(Region pointing data)
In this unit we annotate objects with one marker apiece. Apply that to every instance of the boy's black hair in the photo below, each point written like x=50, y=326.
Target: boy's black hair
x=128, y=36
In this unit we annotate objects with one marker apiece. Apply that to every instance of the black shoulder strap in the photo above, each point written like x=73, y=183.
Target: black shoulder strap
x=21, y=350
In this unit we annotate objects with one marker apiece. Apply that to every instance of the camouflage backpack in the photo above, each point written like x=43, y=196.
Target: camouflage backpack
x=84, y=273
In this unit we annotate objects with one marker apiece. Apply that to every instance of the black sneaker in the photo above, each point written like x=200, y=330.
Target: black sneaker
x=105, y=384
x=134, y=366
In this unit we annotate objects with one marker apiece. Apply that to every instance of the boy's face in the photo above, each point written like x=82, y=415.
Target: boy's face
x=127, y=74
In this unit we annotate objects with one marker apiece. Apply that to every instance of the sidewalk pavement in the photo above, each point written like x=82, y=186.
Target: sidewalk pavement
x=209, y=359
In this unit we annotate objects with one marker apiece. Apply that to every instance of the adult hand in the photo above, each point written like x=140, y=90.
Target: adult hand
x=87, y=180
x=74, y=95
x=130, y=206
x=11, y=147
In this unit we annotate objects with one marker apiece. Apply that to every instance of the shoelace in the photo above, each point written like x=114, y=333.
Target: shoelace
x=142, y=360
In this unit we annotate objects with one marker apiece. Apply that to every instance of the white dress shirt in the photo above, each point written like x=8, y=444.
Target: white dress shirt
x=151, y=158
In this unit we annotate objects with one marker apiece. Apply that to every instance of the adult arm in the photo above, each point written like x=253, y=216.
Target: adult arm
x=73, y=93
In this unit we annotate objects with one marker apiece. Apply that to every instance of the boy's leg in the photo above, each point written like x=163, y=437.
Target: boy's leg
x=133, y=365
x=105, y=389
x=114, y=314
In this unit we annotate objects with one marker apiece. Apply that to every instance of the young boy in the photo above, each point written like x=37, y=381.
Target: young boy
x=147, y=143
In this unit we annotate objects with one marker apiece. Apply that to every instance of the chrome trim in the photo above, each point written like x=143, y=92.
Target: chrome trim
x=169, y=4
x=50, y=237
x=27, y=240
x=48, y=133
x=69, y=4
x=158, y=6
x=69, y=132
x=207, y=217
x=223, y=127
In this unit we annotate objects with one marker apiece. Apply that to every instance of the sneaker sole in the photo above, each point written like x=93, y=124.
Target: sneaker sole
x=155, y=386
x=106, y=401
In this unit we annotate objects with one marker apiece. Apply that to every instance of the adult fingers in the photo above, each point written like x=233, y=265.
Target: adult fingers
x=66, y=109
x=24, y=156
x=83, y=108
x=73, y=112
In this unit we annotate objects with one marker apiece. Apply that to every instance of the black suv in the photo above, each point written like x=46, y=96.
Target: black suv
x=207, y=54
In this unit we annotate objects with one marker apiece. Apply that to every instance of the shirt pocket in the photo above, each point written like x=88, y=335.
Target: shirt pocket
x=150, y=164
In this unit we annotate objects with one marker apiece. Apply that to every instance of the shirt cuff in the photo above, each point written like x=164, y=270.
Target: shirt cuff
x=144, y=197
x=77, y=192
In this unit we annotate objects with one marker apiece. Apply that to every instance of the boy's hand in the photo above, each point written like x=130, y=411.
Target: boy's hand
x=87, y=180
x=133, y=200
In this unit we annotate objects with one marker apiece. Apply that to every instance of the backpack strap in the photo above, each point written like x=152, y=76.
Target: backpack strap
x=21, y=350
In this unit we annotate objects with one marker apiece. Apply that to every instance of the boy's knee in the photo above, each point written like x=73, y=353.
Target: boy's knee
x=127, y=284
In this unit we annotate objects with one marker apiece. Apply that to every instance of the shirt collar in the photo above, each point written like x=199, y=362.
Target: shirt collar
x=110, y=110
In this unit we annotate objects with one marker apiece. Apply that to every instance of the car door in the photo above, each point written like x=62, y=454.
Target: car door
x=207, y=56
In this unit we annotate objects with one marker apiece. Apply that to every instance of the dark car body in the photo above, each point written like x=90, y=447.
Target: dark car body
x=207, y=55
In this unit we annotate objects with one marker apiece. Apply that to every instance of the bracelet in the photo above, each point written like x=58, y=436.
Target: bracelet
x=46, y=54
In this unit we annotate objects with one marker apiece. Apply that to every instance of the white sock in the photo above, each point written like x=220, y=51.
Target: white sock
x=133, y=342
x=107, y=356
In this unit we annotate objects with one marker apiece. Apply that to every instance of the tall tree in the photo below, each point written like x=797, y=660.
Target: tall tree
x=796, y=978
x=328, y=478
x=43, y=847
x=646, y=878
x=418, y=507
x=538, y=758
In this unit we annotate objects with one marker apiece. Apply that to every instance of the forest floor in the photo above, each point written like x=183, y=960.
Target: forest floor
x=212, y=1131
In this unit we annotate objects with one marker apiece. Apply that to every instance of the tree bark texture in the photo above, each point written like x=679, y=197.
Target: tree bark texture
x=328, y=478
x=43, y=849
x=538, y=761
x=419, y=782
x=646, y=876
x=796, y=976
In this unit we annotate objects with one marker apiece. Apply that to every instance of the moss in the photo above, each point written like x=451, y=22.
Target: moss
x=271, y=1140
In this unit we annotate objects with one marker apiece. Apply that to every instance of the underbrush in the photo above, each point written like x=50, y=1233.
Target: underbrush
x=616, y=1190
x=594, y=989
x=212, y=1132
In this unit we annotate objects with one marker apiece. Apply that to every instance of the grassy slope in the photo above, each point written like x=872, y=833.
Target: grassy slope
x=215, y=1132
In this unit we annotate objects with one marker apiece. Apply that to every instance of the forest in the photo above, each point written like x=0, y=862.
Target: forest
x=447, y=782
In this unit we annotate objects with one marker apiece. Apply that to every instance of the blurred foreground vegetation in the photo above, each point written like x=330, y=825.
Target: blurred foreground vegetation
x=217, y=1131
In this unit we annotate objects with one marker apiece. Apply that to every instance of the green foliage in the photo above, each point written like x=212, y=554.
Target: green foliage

> **EXERCISE**: Lines that contain the word "green": how many are there in the data? Give the number and nothing else.

> **OUTPUT BELOW**: 2